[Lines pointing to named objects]
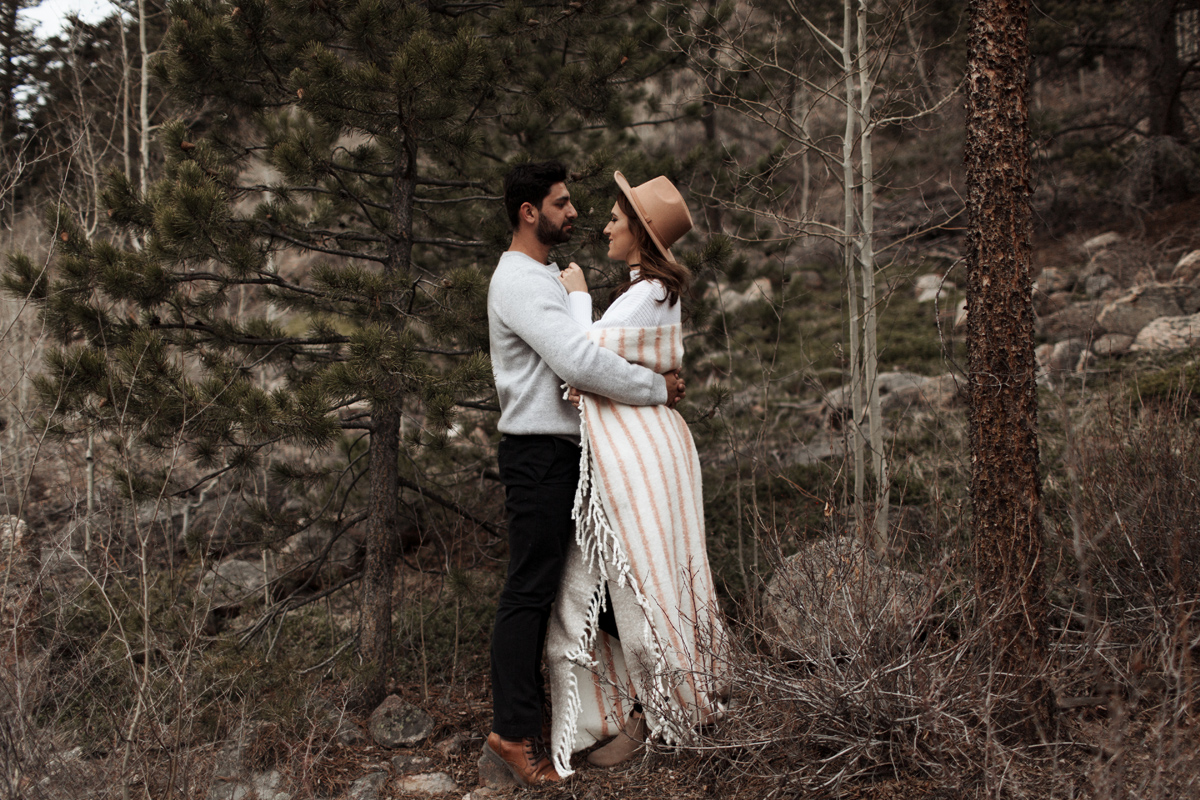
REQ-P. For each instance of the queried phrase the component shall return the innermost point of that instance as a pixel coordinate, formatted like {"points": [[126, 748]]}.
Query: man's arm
{"points": [[537, 311]]}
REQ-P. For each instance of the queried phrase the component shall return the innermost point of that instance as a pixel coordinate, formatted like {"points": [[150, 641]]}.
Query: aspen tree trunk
{"points": [[1006, 491], [847, 179], [144, 96], [867, 263], [126, 82]]}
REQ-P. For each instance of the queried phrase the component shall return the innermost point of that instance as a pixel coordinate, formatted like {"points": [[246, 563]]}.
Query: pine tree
{"points": [[1006, 487], [384, 127]]}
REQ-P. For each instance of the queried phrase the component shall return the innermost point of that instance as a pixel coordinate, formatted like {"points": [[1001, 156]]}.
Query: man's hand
{"points": [[675, 388], [573, 278]]}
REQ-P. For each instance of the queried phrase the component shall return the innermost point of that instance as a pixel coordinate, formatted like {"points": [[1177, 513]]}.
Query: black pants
{"points": [[539, 474]]}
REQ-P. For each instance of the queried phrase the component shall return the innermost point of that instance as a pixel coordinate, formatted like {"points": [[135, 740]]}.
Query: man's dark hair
{"points": [[531, 184]]}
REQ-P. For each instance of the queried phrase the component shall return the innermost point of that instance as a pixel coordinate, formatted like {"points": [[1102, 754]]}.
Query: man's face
{"points": [[556, 216]]}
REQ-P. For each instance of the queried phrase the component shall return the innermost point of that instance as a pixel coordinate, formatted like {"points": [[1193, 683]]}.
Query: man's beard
{"points": [[550, 235]]}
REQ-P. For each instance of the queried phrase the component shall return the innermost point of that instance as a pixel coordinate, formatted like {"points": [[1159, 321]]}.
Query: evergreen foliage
{"points": [[315, 257]]}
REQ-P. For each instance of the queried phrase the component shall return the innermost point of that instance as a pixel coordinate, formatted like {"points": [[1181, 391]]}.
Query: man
{"points": [[537, 347]]}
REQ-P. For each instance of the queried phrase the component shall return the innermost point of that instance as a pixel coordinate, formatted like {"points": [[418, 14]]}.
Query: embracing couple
{"points": [[609, 572]]}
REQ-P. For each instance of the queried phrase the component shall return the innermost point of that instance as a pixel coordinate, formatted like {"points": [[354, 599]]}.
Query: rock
{"points": [[232, 781], [492, 775], [407, 763], [1097, 284], [426, 783], [730, 300], [1168, 334], [295, 558], [1111, 344], [457, 743], [1065, 355], [929, 288], [367, 787], [1045, 305], [931, 392], [397, 723], [1101, 241], [1053, 281], [234, 582], [1074, 320], [1134, 310], [810, 280], [1042, 354], [1187, 269], [822, 599]]}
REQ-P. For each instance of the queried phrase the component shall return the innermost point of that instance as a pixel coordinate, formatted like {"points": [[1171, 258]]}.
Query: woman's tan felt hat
{"points": [[660, 208]]}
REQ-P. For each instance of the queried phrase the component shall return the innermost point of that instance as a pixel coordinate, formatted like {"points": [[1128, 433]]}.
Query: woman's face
{"points": [[621, 238]]}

- [REQUIREMENT]: Which lines above contain the string "woman", with case counting? Copy each of them.

- [ANSWER IN FULL]:
Query: woman's tan felt hat
Query: woman's face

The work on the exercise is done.